> _Goal_: Place every line of the records below into a Markdown table with the columns Row and Text, numbering the rows in order. Omit blank lines and any line that stands in for a picture.

> _Data extract_:
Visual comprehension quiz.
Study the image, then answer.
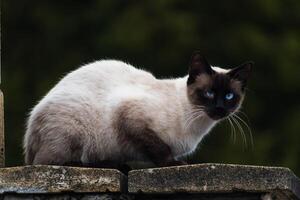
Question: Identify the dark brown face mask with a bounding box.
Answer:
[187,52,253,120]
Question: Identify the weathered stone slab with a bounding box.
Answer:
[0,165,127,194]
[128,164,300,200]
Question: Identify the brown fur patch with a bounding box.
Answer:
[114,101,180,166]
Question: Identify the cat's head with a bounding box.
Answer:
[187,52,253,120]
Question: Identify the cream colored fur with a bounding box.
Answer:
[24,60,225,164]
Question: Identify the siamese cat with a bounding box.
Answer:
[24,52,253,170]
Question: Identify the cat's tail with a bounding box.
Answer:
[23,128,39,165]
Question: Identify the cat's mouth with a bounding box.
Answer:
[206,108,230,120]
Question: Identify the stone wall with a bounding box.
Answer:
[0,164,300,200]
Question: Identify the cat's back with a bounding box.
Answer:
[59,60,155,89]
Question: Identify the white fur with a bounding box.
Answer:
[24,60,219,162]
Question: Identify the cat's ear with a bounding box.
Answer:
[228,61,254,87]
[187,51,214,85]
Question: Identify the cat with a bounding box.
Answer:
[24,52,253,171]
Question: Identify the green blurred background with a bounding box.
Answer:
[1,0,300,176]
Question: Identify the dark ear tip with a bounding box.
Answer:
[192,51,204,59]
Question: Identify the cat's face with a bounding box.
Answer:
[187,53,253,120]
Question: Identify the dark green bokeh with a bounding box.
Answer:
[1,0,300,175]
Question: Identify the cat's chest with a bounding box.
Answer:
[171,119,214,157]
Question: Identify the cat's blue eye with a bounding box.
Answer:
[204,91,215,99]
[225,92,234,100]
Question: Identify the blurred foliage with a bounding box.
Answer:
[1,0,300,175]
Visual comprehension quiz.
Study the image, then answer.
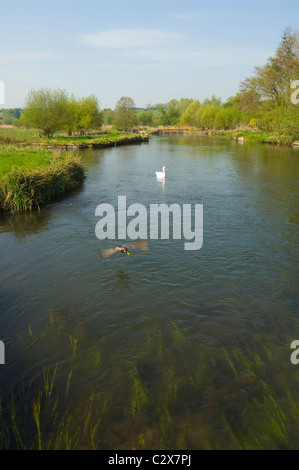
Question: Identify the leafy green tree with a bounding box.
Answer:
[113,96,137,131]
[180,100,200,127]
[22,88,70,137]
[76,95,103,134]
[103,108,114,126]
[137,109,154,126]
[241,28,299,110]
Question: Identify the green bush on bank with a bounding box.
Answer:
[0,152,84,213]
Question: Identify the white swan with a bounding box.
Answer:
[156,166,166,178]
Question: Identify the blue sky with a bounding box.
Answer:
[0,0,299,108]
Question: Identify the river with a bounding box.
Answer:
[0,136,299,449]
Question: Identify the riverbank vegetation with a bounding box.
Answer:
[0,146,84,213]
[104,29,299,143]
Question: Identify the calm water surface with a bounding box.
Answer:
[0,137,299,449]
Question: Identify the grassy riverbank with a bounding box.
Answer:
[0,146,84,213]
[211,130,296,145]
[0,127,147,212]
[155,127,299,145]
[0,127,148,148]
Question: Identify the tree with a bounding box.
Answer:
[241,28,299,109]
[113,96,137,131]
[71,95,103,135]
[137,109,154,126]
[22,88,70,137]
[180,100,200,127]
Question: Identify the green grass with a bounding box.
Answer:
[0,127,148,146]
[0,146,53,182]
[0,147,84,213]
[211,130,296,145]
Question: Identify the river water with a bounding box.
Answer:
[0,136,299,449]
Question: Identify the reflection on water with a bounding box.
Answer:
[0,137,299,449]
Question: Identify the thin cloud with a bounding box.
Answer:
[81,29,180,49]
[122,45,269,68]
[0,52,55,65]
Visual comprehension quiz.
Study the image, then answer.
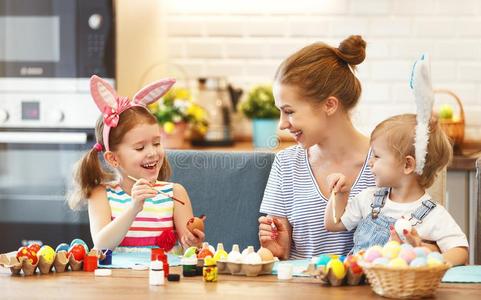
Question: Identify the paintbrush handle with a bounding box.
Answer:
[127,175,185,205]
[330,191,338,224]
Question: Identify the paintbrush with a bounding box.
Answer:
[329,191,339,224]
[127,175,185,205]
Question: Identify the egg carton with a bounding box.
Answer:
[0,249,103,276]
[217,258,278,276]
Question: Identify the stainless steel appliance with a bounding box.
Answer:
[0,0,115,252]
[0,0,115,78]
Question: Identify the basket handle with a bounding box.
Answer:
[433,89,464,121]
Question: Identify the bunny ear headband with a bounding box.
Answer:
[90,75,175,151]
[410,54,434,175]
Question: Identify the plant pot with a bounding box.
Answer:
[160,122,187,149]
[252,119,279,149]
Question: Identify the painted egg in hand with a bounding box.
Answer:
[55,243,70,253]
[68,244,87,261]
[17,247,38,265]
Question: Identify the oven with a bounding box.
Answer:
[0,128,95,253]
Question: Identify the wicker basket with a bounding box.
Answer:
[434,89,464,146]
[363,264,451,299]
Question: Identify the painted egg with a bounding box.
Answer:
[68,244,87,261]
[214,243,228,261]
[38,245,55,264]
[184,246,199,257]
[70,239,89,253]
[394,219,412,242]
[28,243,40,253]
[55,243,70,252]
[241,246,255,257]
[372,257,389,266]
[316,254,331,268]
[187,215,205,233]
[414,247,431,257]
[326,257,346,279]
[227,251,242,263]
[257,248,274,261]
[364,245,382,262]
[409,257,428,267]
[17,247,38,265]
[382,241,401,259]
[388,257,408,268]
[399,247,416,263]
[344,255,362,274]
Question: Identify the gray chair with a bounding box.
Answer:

> _Exercise output_:
| Row | Text |
|---|---|
| 1 | Visual comprehension quiz. |
| 2 | Study the image, then answer. |
| 3 | Question: Identify the dark brown face mask with a bounding box. |
| 4 | Answer: |
| 5 | [187,52,253,120] |
| 6 | Question: Identify the weathered stone slab with a bounding box. |
| 7 | Answer: |
| 8 | [0,165,127,194] |
| 9 | [128,164,300,200] |
| 10 | Question: Identify the brown fur patch with a bounding box. |
| 11 | Answer: |
| 12 | [114,101,180,166] |
| 13 | Question: Identify the cat's head with a bounding box. |
| 14 | Answer: |
| 15 | [187,52,253,120] |
| 16 | Question: Identify the cream colored fur with a bounding box. |
| 17 | Answer: |
| 18 | [24,60,225,164] |
| 19 | Question: Identify the siamese cat with a bounding box. |
| 20 | Answer: |
| 21 | [24,52,253,170] |
| 22 | Question: Identify the cat's tail with a bounding box. |
| 23 | Answer: |
| 24 | [23,128,39,165] |
| 25 | Question: Identify the cat's mouth with a bounding box. |
| 26 | Answer: |
| 27 | [206,108,230,120] |
| 28 | Question: Identify the stone wall with a bounding box. |
| 29 | Answer: |
| 30 | [0,164,300,200] |
| 31 | Question: Identify the cat's back with a bounding box. |
| 32 | Answer: |
| 33 | [59,60,155,89] |
| 34 | Question: Identify the white fur with a bounding box. |
| 35 | Answer: |
| 36 | [24,60,219,162] |
| 37 | Question: Identify the cat's ear with a bounding box. |
| 38 | Answer: |
| 39 | [228,61,254,87] |
| 40 | [187,51,214,85] |
| 41 | Question: Identify the cat with a bounding box. |
| 42 | Answer: |
| 43 | [24,52,253,171] |
| 44 | Question: Identify the green blurred background with a bounding box. |
| 45 | Answer: |
| 46 | [1,0,300,176] |
| 47 | Question: Identify the dark ear tip with a bounding box. |
| 48 | Answer: |
| 49 | [192,51,204,59] |
| 50 | Question: Identify the cat's face with a bounding box. |
| 51 | Answer: |
| 52 | [187,53,253,120] |
| 53 | Question: Identify the dark green bokeh with a bounding box. |
| 54 | Answer: |
| 55 | [1,0,300,175] |
| 56 | Question: Identify the cat's chest with a bounding box. |
| 57 | Answer: |
| 58 | [171,119,214,157] |
| 59 | Question: Identify the cat's blue eye with a bounding box. |
| 60 | Answer: |
| 61 | [204,91,215,99] |
| 62 | [225,92,234,100] |
| 63 | Question: Identify the blurred foliage with a bounding box. |
| 64 | Answer: |
| 65 | [1,0,300,175] |
| 66 | Visual comprehension quiz. |
| 67 | Study the image, then answer. |
| 68 | Question: Identify the leafy green tree with a bounding box. |
| 69 | Answer: |
| 70 | [113,96,137,131] |
| 71 | [180,100,200,127] |
| 72 | [22,88,70,137] |
| 73 | [76,95,103,134] |
| 74 | [103,108,114,126] |
| 75 | [137,109,154,126] |
| 76 | [241,28,299,110] |
| 77 | Question: Identify the green bush on bank with a bounding box. |
| 78 | Answer: |
| 79 | [0,152,84,213] |
| 80 | Question: Identify the white swan with a bounding box. |
| 81 | Answer: |
| 82 | [156,166,166,178] |
| 83 | Question: Identify the blue sky with a bounding box. |
| 84 | Answer: |
| 85 | [0,0,299,108] |
| 86 | Question: Identify the river with a bounding box. |
| 87 | Answer: |
| 88 | [0,136,299,449] |
| 89 | Question: Identify the riverbank vegetation with a bounding box. |
| 90 | Answer: |
| 91 | [0,146,84,213] |
| 92 | [104,29,299,143] |
| 93 | Question: Identify the calm water surface with a bounding box. |
| 94 | Answer: |
| 95 | [0,137,299,449] |
| 96 | Question: Identify the grassy riverbank with a bounding box. |
| 97 | Answer: |
| 98 | [0,146,84,213] |
| 99 | [211,130,296,145] |
| 100 | [0,127,147,212] |
| 101 | [155,127,299,145] |
| 102 | [0,127,148,148] |
| 103 | Question: Identify the tree with a bounding box. |
| 104 | Answer: |
| 105 | [241,28,299,109] |
| 106 | [113,96,137,131] |
| 107 | [71,95,103,135] |
| 108 | [137,109,154,126] |
| 109 | [22,88,70,137] |
| 110 | [180,100,200,127] |
| 111 | Question: Identify the green grass with a bounding box. |
| 112 | Answer: |
| 113 | [0,127,148,146] |
| 114 | [0,146,53,182] |
| 115 | [0,147,84,213] |
| 116 | [211,130,296,145] |
| 117 | Question: Identify the river water with a bounding box. |
| 118 | Answer: |
| 119 | [0,136,299,449] |
| 120 | Question: Identify the reflection on water with a bounding box. |
| 121 | Answer: |
| 122 | [0,137,299,449] |
| 123 | Question: Identify the thin cloud with a bounding box. |
| 124 | Answer: |
| 125 | [81,29,180,49] |
| 126 | [122,45,269,68] |
| 127 | [0,52,55,65] |
| 128 | Visual comprehension quiz. |
| 129 | Study the image, then answer. |
| 130 | Question: Identify the paintbrush handle with a bounding box. |
| 131 | Answer: |
| 132 | [127,175,185,205] |
| 133 | [330,191,338,224] |
| 134 | Question: Identify the paintbrush with a bounding box. |
| 135 | Answer: |
| 136 | [329,191,339,224] |
| 137 | [127,175,185,205] |
| 138 | Question: Identify the egg carton with a bounding box. |
| 139 | Answer: |
| 140 | [0,249,103,276] |
| 141 | [217,258,278,276] |
| 142 | Question: Identify the stainless steel appliance with a bounding box. |
| 143 | Answer: |
| 144 | [0,0,115,252] |
| 145 | [0,0,115,78] |
| 146 | Question: Identify the basket handle with a bounding box. |
| 147 | Answer: |
| 148 | [433,89,464,121] |
| 149 | Question: Identify the bunny ear headband with a bounding box. |
| 150 | Answer: |
| 151 | [90,75,175,151] |
| 152 | [410,54,434,175] |
| 153 | Question: Identify the plant pot with a bounding box. |
| 154 | Answer: |
| 155 | [160,122,187,149] |
| 156 | [252,119,279,149] |
| 157 | Question: Identify the painted egg in hand with a bounding box. |
| 158 | Answer: |
| 159 | [55,243,70,253] |
| 160 | [68,244,87,261] |
| 161 | [17,247,38,265] |
| 162 | Question: Identify the oven with a bounding box. |
| 163 | Answer: |
| 164 | [0,128,95,253] |
| 165 | Question: Identify the wicker basket with a bounding box. |
| 166 | Answer: |
| 167 | [434,89,464,146] |
| 168 | [363,264,451,299] |
| 169 | Question: Identify the painted egg with a bounding box. |
| 170 | Answer: |
| 171 | [68,244,87,261] |
| 172 | [214,243,228,261] |
| 173 | [38,245,55,264] |
| 174 | [184,246,199,257] |
| 175 | [70,239,89,253] |
| 176 | [394,219,412,242] |
| 177 | [28,243,40,253] |
| 178 | [55,243,70,252] |
| 179 | [241,246,255,257] |
| 180 | [372,257,389,266] |
| 181 | [316,254,331,268] |
| 182 | [187,215,205,233] |
| 183 | [414,247,431,257] |
| 184 | [326,257,346,279] |
| 185 | [227,251,242,263] |
| 186 | [257,248,274,261] |
| 187 | [364,245,382,262] |
| 188 | [409,257,428,267] |
| 189 | [17,247,38,265] |
| 190 | [382,241,401,259] |
| 191 | [388,257,408,268] |
| 192 | [399,247,416,263] |
| 193 | [344,255,362,274] |
| 194 | Question: Identify the gray chair with a bounding box. |
| 195 | Answer: |